| PASSAGE |
━━━━━━
Miles Dewey Davis III (May 26, 1926 – September 28, 1991) was an American jazz trumpeter, bandleader, and composer.

Widely considered one of the most influential musicians of the 20th century, Miles Davis was, with his musical groups, at the forefront of several major developments in jazz music, including bebop, cool jazz, hard bop, modal jazz, and jazz fusion. Many well-known musicians rose to prominence as members of Davis’ ensembles, including saxophonists Gerry Mulligan, John Coltrane, Cannonball Adderley, George Coleman, Wayne Shorter, and Kenny Garrett; trombonist J. J. Johnson; pianists Bill Evans, Herbie Hancock, Chick Corea, and Keith Jarrett; guitarists John McLaughlin, John Scofield and Mike Stern; bassists Paul Chambers, Ron Carter, and Dave Holland; and drummers Tony Williams, Billy Cobham and Jack DeJohnette.

On October 7, 2008, his album Kind of Blue, released in 1959, received its fourth platinum certification from the RIAA, signifying sales of 4 million copies. Miles Davis was inducted into the Rock and Roll Hall of Fame in 2006. Davis was noted as “one of the key figures in the history of jazz”.
━━━━━━
| DATA EXTRACT |

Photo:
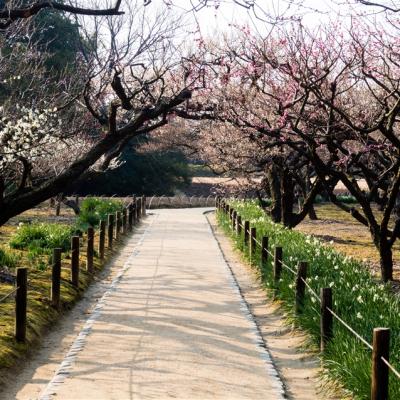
━━━━━━
| WHAT IS BEING ASKED |
Quote the Miles Davis passage word for word, starting at "Widely considered one" and continuing up to and including "and Jack DeJohnette.". The listing has no connection to the passage about Miles Davis.

| ANSWER TO THE TASK |
Widely considered one of the most influential musicians of the 20th century, Miles Davis was, with his musical groups, at the forefront of several major developments in jazz music, including bebop, cool jazz, hard bop, modal jazz, and jazz fusion. Many well-known musicians rose to prominence as members of Davis’ ensembles, including saxophonists Gerry Mulligan, John Coltrane, Cannonball Adderley, George Coleman, Wayne Shorter, and Kenny Garrett; trombonist J. J. Johnson; pianists Bill Evans, Herbie Hancock, Chick Corea, and Keith Jarrett; guitarists John McLaughlin, John Scofield and Mike Stern; bassists Paul Chambers, Ron Carter, and Dave Holland; and drummers Tony Williams, Billy Cobham and Jack DeJohnette.